Brano scelto

Ed è proprio nel confronto tra politica globale e locale che la distinzione tra destra e sinistra, chiara dal punto di vista ideologico, si fa confusa a tutto vantaggio della destra che appare più concreta, meno contraddittoria e quindi più credibile della sinistra. Vediamo perché.

 

Sfruttamento e falsa coscienza

Dal marxismo abbiamo appreso che l’accumulazione del capitale su cui si è basata la rivoluzione industriale è in gran parte avvenuta attraverso lo sfruttamento dei contadini inurbati senza mezzi di produzione, costretti a vendere la loro forza lavoro. Divenuto imperialismo, il capitalismo ha esteso lo sfruttamento a tutto il mondo e, grazie alla super-accumulazione così realizzata, ha potuto investire in ricerca e avere i capitali per costruire potenti società industriali.

Questo stesso sfruttamento però ha permesso il continuo miglioramento delle condizioni di vita dei lavoratori occidentali, l’aumento dei consumi privati e pubblici, e infine la costituzione dello Stato del Benessere in cui lo Stato si preoccupa di ridurre al minimo i rischi e le difficoltà dei propri cittadini, dal momento della nascita a quello della morte, utilizzando il prelievo fiscale ottenuto dagli alti profitti e dai redditi crescenti (in Italia per la debolezza del tessuto industriale meridionale lo Stato è ricorso anche ampiamente al debito).

Voci di annotazione con punti:
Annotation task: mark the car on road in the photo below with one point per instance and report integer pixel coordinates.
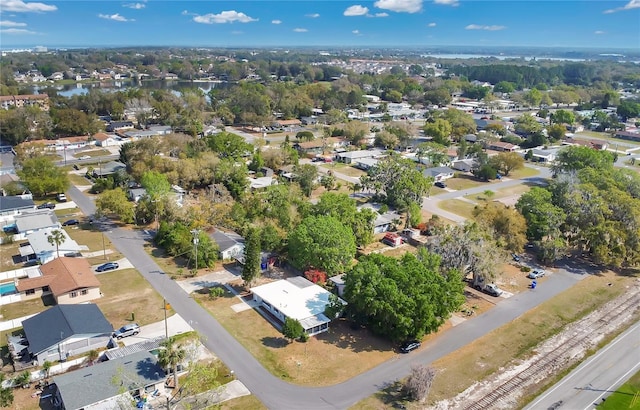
(409, 346)
(107, 266)
(47, 205)
(535, 274)
(131, 329)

Consegne
**A.** Nel brano sullo sfruttamento capitalista, da quale corrente di pensiero si dice di aver appreso come è avvenuta l'accumulazione del capitale?
**B.** Secondo il brano sullo sfruttamento capitalista, perché il capitalismo divenuto imperialismo ha potuto investire in ricerca e costruire potenti società industriali?
**C.** Prosegui il brano sullo sfruttamento capitalista dal punto in cui si interrompe.
Le voci qui sopra non hanno alcun ruolo in queste consegne.

Risposte
**A.** Dal marxismo.

**B.** Perché aveva esteso lo sfruttamento a tutto il mondo. La super-accumulazione così realizzata gli ha dato i capitali necessari.

**C.**
Ogni volta che i sindacati ottenevano un miglioramento salariale o normativo, il padronato non faceva che scaricarlo sui paesi sottosviluppati, aumentandone lo sfruttamento, delle risorse agricole prima, e poi energetiche, mentre la forza militare ne garantiva la soggezione. La classe operaia ha quindi anch’essa usufruito e partecipato, seppure senza rivendicarlo, a questo sfruttamento. Mi sembra perciò che nella politica della sinistra ci sia sempre stata una falsa coscienza, che però è stata, almeno fino alla fine degli anni Sessanta, mascherata dall’esistenza del campo comunista. La spinta infatti a ottenere la redistribuzione tra gli operai di almeno una parte dello sfruttamento del mondo sottosviluppato era accompagnata dall’appoggio all’Unione Sovietica in vista di una rivoluzione comunista mondiale che avrebbe eliminato lo sfruttamento. La contraddizione però c’era.

 

La critica rivoluzionaria

Già dai primi anni della dittatura di Stalin, i trotzkisti avevano criticato il principio del socialismo in un solo paese che, ritardando indefinitamente la rivoluzione mondiale, avrebbe compromesso l’eliminazione dello sfruttamento.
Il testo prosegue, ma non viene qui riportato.